PROVIDED MATERIAL:
* * * * * * * * *

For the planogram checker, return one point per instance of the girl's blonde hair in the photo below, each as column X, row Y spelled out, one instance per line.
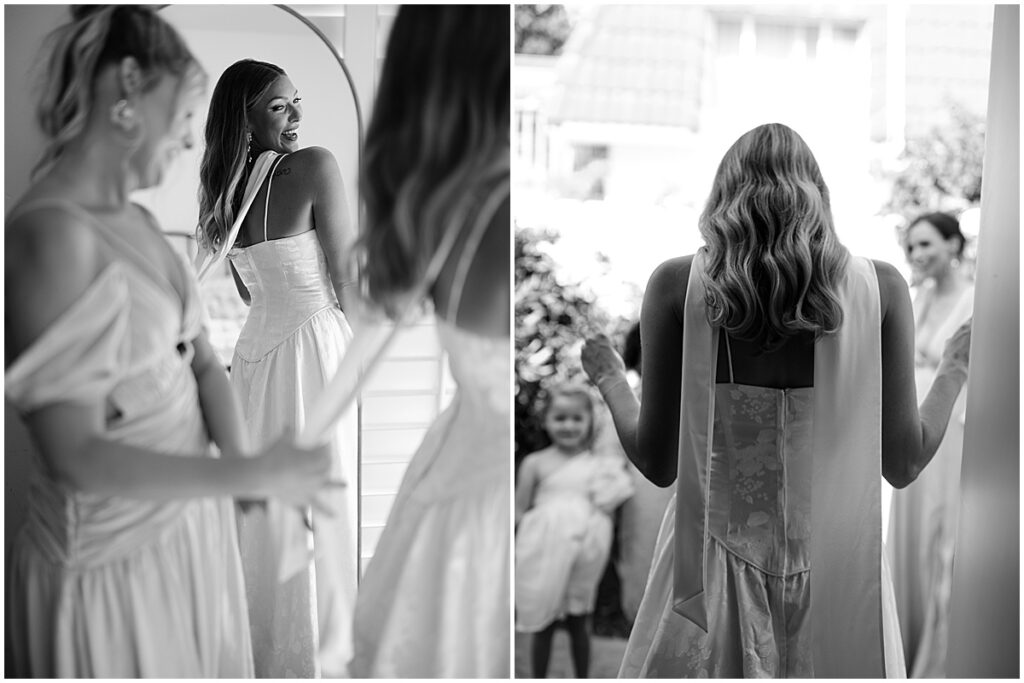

* * * * * * * * *

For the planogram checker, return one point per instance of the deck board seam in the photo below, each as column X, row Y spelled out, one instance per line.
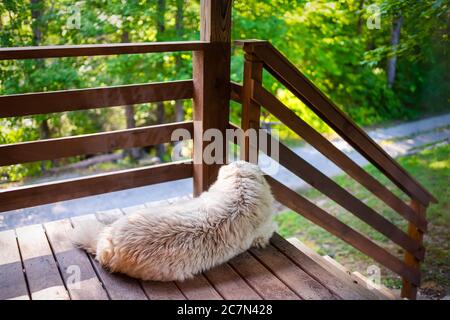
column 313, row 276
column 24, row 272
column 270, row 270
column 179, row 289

* * * * * * * * *

EXERCISE GOAL:
Please copy the material again word for word, beginning at the line that has "of the deck" and stopping after the line that has "column 179, row 289", and leave the pictures out.

REPLY TO THE EXERCISE:
For the planogram checker, return one point per instance of the deck board seam in the photo below, each as column X, row Y spelled out, one instance per line.
column 313, row 276
column 24, row 272
column 270, row 270
column 179, row 289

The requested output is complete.